L. S. Lowry - Awards

He was awarded an honorary Master of Arts from the University of Manchester in 1945, and Doctor of Letters in 1961, and given freedom of the City of Salford in 1965. In 1975 he was awarded an honorary Doctor of Letters by the University of Salford and the same degree by the University of Liverpool. The art world celebrated his 77th birthday (in 1964) with an exhibition of his work and that of 25 contemporary artists who had submitted tributes to Monk's Hall Museum, Eccles. The Hallé Orchestra also performed a concert in his honour and Harold Wilson used Lowry's painting The Pond as his official Christmas card. Lowry's painting Coming out of school was the stamp of highest denomination in a series issued by the Post Office depicting great British artists in 1967.
 

L. S. Lowry - Death

He died of pneumonia at The Woods hospital in Glossop on 23 February 1976 aged 88. He was buried in Chorlton Southern Cemetery, Manchester next to his parents. He left his estate to Carol Ann Lowry.
 

L. S. Lowry - Personal life

Lowry never married although he had several young female friends. He claimed never to have "had a girl [friend]". He said that he lived for his mother and that all he wanted was her smile or a word of praise from her. His father was indifferent to his artistic activity and although Lowry believed that his mother did not understand his painting, "she understood me and that was enough". Elizabeth Lowry never did appreciate her son, however.

_ _ _ _ _

Continue the L. S. Lowry biography from the point where it ends.

_ _ _ _ _

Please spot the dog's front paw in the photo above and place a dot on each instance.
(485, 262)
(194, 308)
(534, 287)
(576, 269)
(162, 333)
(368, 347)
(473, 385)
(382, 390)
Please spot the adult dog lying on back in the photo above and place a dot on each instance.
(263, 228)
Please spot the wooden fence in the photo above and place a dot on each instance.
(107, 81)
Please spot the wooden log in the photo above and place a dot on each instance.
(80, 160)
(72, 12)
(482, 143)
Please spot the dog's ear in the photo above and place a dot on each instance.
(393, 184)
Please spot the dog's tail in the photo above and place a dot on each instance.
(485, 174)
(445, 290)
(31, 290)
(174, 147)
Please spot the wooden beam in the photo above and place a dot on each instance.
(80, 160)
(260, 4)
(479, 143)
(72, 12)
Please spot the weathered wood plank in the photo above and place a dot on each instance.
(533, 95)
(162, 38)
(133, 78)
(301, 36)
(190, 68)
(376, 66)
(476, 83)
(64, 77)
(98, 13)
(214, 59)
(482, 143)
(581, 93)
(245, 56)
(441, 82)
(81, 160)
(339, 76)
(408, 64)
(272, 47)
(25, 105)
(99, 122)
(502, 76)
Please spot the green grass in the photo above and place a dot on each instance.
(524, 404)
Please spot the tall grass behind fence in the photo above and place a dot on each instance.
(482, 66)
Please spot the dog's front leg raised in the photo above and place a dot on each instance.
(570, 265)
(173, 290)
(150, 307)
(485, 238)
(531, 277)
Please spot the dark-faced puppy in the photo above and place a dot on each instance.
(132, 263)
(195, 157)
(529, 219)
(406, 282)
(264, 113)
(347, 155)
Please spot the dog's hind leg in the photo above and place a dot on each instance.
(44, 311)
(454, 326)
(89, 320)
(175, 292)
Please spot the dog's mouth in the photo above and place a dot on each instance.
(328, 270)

_ _ _ _ _

TASK OUTPUT:
In later life, starting in the 1950s, Lowry would often spend holidays at the Seaburn Hotel in Seaburn, Sunderland, Tyne & Wear, painting scenes of the beach, as well as nearby ports and coal mines. It is believed that the sea air appealed to him, as well as the industrial scenes that were very different from the satanic mills of Greater Manchester. Lowry is fondly remembered in the city as a kindly old man, always wrapped up even at the height of summer, who kept himself to himself.

When he had no sketchbook with him, Lowry would often draw scenes in pencil or charcoal on the back of scrap paper such as envelopes, serviettes, and cloakroom tickets and present them to young people sitting with their families nearby. Such serendipitous pieces are now worth thousands of pounds; a serviette sketch can be seen at the Sunderland Mariott Hotel (formerly the Seaburn Hotel).

He may have had Asperger's Syndrome (the high-functioning form of autism) but this remains a contentious diagnosis that is not shared by those that knew him personally.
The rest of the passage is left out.